Part of a data file
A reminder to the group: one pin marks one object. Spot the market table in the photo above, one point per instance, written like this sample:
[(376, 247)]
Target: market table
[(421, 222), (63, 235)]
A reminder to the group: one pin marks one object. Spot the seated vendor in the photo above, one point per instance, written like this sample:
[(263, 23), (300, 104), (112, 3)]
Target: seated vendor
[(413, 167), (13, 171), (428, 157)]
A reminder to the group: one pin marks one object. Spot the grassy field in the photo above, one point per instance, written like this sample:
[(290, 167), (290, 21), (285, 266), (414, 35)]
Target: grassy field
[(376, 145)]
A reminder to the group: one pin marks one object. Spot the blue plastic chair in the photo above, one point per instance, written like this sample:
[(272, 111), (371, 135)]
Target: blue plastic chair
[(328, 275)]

* * *

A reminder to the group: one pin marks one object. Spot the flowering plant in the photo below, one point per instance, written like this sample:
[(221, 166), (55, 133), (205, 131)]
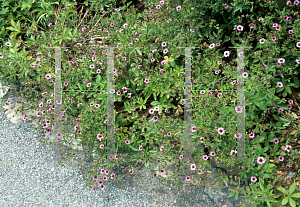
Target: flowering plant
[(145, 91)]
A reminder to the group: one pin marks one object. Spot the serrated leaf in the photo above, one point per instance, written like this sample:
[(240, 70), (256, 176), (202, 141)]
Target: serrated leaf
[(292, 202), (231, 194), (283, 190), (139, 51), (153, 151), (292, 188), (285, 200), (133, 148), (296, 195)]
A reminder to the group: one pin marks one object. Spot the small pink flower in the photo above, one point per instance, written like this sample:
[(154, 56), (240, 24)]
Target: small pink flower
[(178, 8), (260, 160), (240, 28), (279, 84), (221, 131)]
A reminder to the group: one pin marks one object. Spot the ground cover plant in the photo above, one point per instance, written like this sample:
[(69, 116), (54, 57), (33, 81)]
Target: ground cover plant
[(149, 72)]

...

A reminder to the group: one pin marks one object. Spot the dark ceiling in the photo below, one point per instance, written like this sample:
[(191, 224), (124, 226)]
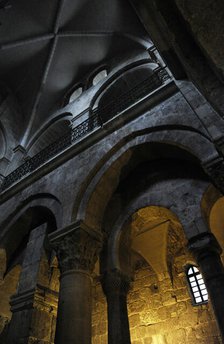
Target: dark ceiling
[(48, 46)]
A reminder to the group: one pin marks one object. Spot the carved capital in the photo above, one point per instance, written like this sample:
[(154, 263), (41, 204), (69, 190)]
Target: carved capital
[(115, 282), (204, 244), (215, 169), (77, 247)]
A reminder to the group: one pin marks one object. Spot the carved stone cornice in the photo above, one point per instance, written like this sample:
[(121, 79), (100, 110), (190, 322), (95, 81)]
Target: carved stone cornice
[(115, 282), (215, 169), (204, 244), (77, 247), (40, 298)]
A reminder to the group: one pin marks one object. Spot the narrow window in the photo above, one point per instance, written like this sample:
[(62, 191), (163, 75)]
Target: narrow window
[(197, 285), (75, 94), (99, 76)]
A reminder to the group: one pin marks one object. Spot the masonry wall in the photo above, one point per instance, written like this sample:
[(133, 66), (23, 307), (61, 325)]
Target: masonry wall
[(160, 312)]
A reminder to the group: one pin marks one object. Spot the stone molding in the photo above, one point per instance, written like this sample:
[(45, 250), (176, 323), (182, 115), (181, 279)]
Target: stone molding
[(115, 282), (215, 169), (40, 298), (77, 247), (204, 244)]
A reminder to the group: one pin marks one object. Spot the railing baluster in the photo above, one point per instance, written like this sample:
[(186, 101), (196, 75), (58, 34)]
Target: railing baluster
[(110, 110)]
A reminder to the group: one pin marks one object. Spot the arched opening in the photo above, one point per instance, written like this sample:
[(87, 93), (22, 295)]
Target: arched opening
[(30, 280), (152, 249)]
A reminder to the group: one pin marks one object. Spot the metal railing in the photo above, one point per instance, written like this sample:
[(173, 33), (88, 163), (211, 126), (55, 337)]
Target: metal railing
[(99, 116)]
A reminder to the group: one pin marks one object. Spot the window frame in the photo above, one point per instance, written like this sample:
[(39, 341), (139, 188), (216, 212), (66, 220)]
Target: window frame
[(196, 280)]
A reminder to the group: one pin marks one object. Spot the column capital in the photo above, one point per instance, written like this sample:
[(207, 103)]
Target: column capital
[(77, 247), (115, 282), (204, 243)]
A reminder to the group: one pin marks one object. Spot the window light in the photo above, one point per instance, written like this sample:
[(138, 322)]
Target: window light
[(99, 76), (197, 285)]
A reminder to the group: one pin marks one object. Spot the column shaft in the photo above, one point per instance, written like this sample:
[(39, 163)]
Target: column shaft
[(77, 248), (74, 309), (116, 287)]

*WHAT THE TASK REQUIRES*. Reproduce the material from the line with "Spot the arched" to the line with "[(77, 247), (115, 282), (204, 243)]", inclusive, with the requests and their sample coordinates left as they are. Scale each coordinate in the answer lists by 2.1 and round it to a whole number, with halves rounded up.

*TASK SOLUTION*.
A reminder to the group: one pin marks one object. Spot the arched opening in the photo above, one point per instance, written like this sample:
[(87, 93), (22, 295)]
Target: arched opening
[(63, 588), (319, 523)]
A reminder to the group: one pin marks one object. Spot the metal railing in the photo above, one point per instance, written like this sample:
[(173, 33), (88, 163), (211, 126), (55, 337)]
Target: metal railing
[(208, 244)]
A reminder to the group: one pin marks one object. Spot the window frame in the photo above, one point per instance, written like this sample:
[(39, 341), (139, 188), (216, 212), (66, 220)]
Target: window frame
[(412, 588)]
A reminder to the group: one pin marks one object. Spot the column capital in the photo above, one point per instance, written like this sample:
[(207, 103)]
Target: column capital
[(162, 519), (242, 592), (428, 510)]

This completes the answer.